SOURCE MATERIAL: Begin

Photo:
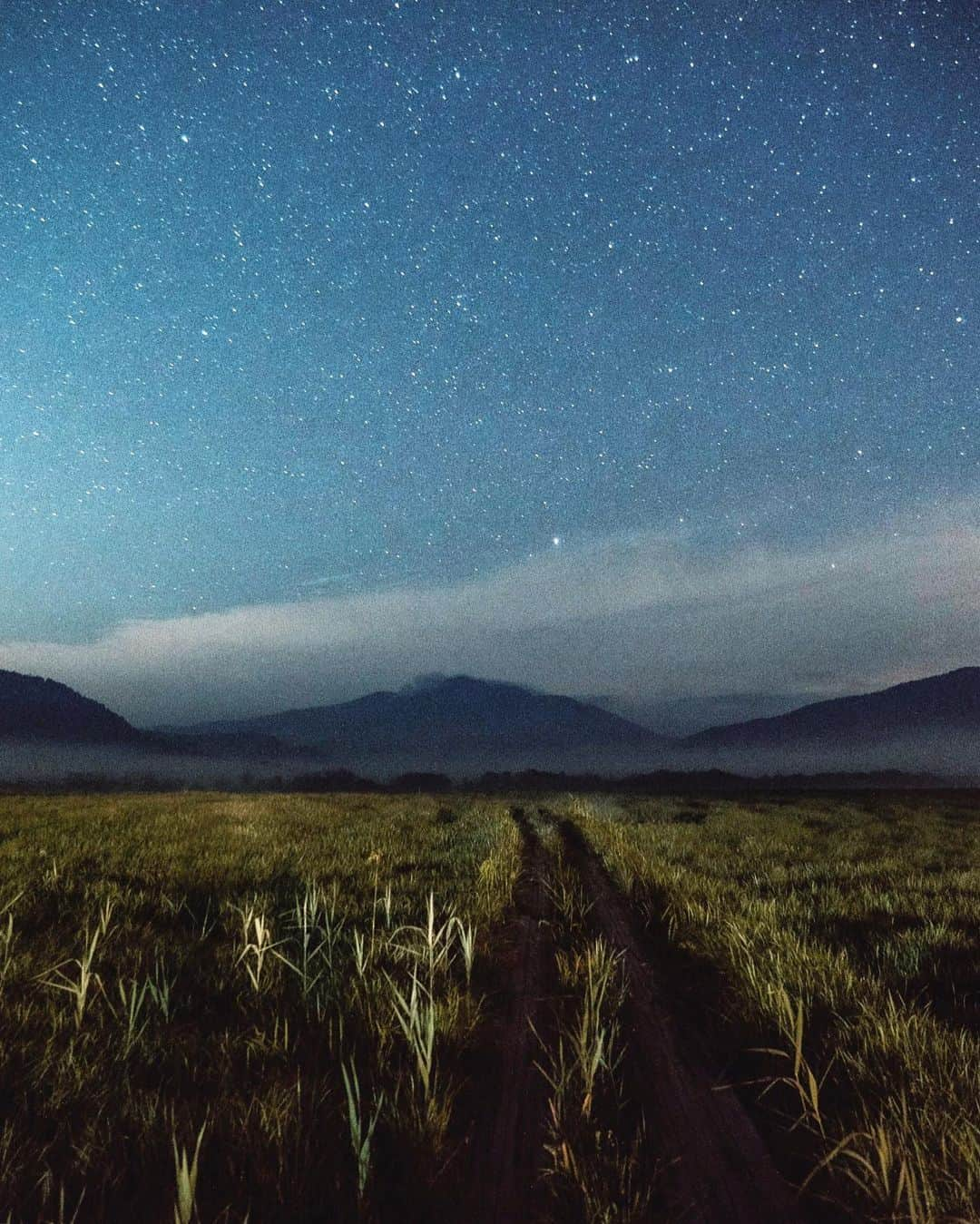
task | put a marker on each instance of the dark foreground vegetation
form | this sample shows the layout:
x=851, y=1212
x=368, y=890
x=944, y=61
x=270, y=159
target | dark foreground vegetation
x=448, y=1006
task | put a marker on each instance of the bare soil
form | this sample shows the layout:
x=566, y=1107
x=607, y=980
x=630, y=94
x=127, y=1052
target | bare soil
x=719, y=1169
x=508, y=1143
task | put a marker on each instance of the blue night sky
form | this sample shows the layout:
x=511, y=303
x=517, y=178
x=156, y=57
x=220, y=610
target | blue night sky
x=312, y=299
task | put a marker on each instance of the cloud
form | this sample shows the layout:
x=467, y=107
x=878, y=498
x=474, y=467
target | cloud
x=642, y=616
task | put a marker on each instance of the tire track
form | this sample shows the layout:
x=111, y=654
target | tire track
x=720, y=1169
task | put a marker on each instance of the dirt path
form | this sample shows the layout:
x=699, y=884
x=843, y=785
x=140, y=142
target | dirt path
x=506, y=1154
x=720, y=1170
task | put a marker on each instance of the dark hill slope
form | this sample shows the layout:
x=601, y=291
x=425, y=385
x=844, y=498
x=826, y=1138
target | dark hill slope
x=32, y=708
x=936, y=707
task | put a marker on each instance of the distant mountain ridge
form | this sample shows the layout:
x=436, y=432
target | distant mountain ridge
x=466, y=726
x=34, y=708
x=448, y=715
x=940, y=704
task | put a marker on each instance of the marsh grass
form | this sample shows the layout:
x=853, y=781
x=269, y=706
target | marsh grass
x=600, y=1163
x=296, y=971
x=843, y=936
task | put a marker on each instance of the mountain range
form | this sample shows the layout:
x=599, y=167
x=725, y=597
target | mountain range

SOURCE MATERIAL: End

§ **EXERCISE PROMPT**: What lines in the records above include the string "task"? Copy each one.

§ **RESULT OF THIS EXERCISE**:
task | put a marker on each instance of the dark foreground vegetation
task | put a marker on each instance of the bare soil
task | put a marker on each instance of the blue night sky
task | put a marker on each instance of the cloud
task | put a marker on each instance of the tire track
task | put a marker on each instance of the dirt path
task | put a marker on each instance of the dark hill slope
task | put a marker on each instance of the distant mountain ridge
task | put a marker on each instance of the marsh grass
task | put a marker on each instance of the mountain range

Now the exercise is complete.